What is asked –
Return verbatim the lines of the material, beginning with the line that contains "Find the woman in long" and ending after the line that contains "column 1092, row 650".

[Records]
__________

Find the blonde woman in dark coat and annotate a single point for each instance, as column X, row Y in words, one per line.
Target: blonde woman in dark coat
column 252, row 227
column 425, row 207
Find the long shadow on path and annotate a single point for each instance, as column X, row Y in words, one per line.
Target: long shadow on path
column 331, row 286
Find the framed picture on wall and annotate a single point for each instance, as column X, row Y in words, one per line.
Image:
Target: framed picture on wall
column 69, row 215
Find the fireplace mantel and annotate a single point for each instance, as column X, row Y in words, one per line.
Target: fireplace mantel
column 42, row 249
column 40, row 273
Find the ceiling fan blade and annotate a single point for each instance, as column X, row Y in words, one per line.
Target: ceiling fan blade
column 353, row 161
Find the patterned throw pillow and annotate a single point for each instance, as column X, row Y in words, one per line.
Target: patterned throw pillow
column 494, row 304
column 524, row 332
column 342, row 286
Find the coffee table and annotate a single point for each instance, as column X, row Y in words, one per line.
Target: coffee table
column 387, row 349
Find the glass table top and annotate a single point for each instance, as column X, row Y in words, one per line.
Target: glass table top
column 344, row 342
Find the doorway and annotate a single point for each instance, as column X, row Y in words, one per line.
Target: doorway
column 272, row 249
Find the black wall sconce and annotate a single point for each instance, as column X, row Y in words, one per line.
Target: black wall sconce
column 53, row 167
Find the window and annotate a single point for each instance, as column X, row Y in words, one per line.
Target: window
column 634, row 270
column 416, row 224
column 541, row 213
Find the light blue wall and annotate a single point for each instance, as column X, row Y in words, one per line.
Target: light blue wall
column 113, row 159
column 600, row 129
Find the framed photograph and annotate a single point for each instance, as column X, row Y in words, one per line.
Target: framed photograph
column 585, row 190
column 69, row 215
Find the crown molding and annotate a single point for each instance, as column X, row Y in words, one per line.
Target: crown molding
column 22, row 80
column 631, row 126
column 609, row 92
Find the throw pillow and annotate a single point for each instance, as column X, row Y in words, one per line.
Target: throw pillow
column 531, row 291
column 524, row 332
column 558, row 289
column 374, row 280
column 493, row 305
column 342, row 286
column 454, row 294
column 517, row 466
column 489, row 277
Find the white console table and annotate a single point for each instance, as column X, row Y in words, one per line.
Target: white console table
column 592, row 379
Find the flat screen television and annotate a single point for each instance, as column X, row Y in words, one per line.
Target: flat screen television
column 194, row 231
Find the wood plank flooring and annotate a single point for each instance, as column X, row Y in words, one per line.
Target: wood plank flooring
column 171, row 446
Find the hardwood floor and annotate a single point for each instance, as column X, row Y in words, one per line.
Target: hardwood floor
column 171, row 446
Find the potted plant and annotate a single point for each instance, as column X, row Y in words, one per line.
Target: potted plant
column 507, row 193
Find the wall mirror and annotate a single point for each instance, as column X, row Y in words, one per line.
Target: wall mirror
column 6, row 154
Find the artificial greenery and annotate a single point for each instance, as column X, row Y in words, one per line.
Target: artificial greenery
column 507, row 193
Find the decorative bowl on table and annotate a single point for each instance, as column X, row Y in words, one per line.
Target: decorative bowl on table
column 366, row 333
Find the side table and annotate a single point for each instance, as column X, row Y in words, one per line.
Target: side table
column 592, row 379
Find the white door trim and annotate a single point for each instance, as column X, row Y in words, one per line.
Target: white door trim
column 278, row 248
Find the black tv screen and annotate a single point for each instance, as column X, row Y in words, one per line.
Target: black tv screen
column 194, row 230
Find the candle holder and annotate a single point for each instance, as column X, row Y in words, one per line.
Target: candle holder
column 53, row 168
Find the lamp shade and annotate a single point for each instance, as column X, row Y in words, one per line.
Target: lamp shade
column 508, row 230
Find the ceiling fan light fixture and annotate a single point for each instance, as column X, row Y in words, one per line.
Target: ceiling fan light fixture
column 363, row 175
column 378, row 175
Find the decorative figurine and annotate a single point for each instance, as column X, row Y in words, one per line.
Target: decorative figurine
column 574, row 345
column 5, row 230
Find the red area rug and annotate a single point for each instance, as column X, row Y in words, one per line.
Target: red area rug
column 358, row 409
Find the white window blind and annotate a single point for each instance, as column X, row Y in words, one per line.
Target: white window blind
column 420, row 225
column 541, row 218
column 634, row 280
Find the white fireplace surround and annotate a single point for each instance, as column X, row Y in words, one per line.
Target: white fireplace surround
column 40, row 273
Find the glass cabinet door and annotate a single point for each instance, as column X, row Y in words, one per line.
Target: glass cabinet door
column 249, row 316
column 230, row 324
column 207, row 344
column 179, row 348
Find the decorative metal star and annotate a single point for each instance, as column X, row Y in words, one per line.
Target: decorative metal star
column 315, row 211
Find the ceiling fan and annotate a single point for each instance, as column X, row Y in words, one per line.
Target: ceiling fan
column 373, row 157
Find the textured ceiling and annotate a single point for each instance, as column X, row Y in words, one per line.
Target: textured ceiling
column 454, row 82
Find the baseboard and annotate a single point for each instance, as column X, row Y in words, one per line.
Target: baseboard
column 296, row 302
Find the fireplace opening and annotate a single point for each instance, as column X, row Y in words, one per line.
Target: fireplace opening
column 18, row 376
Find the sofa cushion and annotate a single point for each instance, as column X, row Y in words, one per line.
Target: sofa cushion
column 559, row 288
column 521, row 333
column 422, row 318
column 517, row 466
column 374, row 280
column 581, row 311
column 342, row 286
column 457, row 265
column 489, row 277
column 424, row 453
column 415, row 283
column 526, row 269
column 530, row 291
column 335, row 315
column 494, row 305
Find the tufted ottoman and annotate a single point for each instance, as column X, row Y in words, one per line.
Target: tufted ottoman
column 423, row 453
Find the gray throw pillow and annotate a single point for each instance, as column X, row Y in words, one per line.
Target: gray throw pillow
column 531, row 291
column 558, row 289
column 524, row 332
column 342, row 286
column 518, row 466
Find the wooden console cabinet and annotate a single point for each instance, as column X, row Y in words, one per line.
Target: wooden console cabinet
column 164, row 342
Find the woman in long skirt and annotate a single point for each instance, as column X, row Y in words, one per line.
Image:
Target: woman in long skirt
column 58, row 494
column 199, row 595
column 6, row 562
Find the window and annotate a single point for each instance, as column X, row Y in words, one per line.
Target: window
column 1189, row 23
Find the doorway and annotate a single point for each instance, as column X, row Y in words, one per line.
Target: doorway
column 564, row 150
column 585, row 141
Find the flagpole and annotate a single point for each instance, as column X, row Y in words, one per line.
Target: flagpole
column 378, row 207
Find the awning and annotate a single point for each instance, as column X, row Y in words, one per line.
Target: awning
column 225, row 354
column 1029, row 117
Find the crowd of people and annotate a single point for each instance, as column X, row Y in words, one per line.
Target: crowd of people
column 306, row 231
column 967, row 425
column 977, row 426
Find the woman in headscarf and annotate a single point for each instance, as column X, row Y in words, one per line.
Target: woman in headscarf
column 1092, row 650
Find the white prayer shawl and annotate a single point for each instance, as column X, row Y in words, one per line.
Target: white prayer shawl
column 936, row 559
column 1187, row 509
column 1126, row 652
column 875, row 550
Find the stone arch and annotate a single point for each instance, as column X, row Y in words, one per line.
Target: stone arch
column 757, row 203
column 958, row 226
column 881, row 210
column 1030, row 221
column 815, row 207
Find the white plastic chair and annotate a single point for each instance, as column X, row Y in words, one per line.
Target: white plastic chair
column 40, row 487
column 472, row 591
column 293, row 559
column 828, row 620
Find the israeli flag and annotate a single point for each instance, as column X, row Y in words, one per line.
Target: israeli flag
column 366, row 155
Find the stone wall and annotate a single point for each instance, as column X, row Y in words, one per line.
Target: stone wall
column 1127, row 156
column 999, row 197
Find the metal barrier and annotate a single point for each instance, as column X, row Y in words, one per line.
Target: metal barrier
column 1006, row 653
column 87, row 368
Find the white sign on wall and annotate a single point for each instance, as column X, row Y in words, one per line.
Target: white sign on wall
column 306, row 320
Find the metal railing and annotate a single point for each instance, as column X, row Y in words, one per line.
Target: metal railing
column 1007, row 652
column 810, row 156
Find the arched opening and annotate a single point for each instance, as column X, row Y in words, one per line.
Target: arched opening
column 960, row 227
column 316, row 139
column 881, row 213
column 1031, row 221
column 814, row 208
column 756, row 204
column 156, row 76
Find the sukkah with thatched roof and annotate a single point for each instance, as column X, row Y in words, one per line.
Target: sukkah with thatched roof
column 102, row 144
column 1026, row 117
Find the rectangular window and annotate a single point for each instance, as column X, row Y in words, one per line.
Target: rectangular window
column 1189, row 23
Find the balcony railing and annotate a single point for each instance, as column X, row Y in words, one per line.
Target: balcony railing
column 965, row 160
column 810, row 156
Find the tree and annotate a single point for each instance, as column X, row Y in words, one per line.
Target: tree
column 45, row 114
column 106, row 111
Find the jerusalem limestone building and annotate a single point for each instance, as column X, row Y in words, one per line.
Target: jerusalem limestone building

__________

Solution for this exercise –
Find the woman in long skirt and annotate a single point for each instance, as column X, row Y in words, one per line.
Image:
Target: woman in long skirt
column 58, row 494
column 199, row 595
column 6, row 562
Find the window and annotate a single point for each instance, as column X, row Y in words, one per line.
Target: window
column 1189, row 23
Find the doorway and annotate a single point for each instance, as column X, row Y in words, one per line.
Target: doorway
column 564, row 150
column 585, row 141
Find the flagpole and annotate a single point for each instance, as column X, row Y in words, one per line.
Target: flagpole
column 378, row 207
Find the awning and annotate a single point for each instance, as column X, row Y in words, one per line.
Target: awning
column 225, row 354
column 1029, row 117
Find the crowd of people and annotate a single point for each instance, as column X, row Y in words, one per line.
Target: crowd of people
column 306, row 231
column 967, row 425
column 977, row 426
Find the woman in headscarf and annotate a single point for each instance, as column X, row Y in words, one per line.
Target: woman in headscarf
column 1092, row 650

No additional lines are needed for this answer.